(Beginning of SELECTED PASSAGE)
The oral exam is quite different from the written exam, thus it is no surprise that it requires a different type of preparation. While the oral exam will also test knowledge, more importantly, it will test the candidate’s ability to communicate effectively, think on their toes, and communicate under pressure. Similar to an actor preparing for a play or scene, candidates preparing for the oral exam must prepare out loud, that is to say they should either practice discussing plastic surgery topics and cases by speaking to themselves in a mirror, or more commonly, practicing with a colleague so they can improve the effectiveness and efficiency of their communication. Due to the recent standardization of the oral exam, a candidate’s performance is graded more as a collection of checkboxes and buzzwords, rather than based on the subjective feeling of the examiner regarding the candidate’s competence. As such, if the candidate is not talking during the exam, or cannot communicate efficiently and effectively, then they are not likely orating the critical buzzwords required to check the boxes, receive credit, and ultimately score points; thus the oral exam is more of a performance, and requires practice, rather than rote memorization of facts.
One key difference between the oral exam and the written exam, is that one-third of the oral exam is “open book.” By that I mean the case report session should be the easiest session for which to prepare (although it is often the most common session that results in failure of the exam). Candidates should know their cases inside and out. They must be able to communicate the indication and justification for their surgical intervention, the steps taken during their operation, and the plausible reasons for their outcome. Likewise, having an understanding of how one could have, or should have, done things differently is helpful.
(End of SELECTED PASSAGE)
**SET OF TASKS**:
1. Answer from the passage on oral exam preparation:
(a) Whom are candidates likened to when they prepare out loud?
(b) Since the recent standardization, how is a candidate's performance graded?
(c) What fraction of the oral exam is "open book"?
2. Proceed with the passage on oral exam preparation, picking up after its final sentence.
The records that follow have nothing to do with the passage on oral exam preparation.
(Beginning of LISTED ENTRIES)
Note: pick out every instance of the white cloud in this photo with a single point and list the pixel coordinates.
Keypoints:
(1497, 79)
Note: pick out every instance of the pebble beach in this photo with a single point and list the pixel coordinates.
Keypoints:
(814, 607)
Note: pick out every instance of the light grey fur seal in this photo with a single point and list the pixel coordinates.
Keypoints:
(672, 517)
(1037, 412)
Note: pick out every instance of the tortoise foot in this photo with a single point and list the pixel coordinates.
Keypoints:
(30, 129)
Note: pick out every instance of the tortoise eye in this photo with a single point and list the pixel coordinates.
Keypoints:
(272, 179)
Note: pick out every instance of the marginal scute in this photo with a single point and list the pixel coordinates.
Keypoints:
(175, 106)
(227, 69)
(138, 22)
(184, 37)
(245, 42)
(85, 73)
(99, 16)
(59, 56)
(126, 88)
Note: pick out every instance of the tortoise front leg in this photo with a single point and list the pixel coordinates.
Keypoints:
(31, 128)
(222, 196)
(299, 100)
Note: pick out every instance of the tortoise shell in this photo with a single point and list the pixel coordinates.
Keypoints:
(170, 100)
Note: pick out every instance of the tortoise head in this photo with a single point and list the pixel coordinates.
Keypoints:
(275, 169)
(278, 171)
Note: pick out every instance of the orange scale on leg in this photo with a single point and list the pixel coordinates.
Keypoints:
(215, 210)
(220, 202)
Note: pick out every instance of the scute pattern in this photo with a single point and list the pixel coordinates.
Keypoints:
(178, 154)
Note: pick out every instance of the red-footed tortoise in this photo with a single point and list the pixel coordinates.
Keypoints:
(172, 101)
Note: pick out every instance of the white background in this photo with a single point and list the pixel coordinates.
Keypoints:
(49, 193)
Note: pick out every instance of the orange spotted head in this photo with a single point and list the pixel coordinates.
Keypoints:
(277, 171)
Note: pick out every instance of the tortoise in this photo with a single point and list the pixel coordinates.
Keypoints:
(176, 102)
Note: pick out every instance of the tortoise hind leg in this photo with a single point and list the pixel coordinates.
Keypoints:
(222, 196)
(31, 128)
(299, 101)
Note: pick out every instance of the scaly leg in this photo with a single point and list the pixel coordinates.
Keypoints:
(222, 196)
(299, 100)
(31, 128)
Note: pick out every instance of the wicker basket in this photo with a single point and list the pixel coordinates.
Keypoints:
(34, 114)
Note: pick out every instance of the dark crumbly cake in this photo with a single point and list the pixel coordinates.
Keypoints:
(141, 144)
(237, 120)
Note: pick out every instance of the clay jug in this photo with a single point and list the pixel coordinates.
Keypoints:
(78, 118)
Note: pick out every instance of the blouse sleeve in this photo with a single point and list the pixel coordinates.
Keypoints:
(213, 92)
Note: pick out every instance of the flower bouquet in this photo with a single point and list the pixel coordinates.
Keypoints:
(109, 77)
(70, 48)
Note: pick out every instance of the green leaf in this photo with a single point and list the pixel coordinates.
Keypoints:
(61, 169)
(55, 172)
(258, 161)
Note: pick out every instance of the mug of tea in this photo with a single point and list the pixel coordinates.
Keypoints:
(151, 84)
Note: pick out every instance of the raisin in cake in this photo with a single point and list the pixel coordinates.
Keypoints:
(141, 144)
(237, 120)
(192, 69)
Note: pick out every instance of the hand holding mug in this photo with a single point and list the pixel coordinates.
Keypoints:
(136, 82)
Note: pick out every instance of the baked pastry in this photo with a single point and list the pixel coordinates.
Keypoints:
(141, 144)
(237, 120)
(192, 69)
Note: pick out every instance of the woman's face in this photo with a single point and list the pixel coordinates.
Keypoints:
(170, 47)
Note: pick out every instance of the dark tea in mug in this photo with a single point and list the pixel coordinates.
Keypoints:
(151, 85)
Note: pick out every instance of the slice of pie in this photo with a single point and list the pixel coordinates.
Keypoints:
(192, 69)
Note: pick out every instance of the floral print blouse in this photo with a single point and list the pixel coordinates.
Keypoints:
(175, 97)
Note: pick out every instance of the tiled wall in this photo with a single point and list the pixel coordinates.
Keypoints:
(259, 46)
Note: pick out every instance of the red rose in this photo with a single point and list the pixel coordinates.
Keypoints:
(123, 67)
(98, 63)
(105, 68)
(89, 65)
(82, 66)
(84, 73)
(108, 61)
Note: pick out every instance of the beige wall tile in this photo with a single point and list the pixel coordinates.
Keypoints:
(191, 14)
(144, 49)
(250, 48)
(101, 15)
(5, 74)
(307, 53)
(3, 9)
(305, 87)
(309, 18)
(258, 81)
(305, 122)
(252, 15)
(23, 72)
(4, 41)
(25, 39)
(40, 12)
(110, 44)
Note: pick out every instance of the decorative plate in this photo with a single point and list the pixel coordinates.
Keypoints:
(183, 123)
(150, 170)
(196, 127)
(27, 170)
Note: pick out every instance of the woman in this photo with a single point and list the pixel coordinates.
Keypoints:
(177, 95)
(End of LISTED ENTRIES)
**ACTIVITY ANSWERS**:
1.
(a) An actor preparing for a play or scene.
(b) More as a collection of checkboxes and buzzwords than on the examiner's subjective feeling about the candidate's competence.
(c) One-third.

2.
For the unknown sessions, the best way to prepare is to review as many cases as possible. Again, the ABPS website and booklet of information will detail common topics tested during these sessions. However, utilizing review books such as Core Procedures in Plastic Surgery and Review of Plastic Surgery , are helpful in understanding all of the nuances for the most common plastic surgery conditions and operations. Likewise, working with colleagues, peers, and partners to review as many cases as possible will not only improve your knowledge, but will also help you generate a script to effectively communicate the diagnosis, preoperative considerations, operative plans and details, and postoperative care and considerations for these topics. Adequate preparation and practice cannot be overstated. Additional tips listed in this chapter will also help you prepare for the oral examination.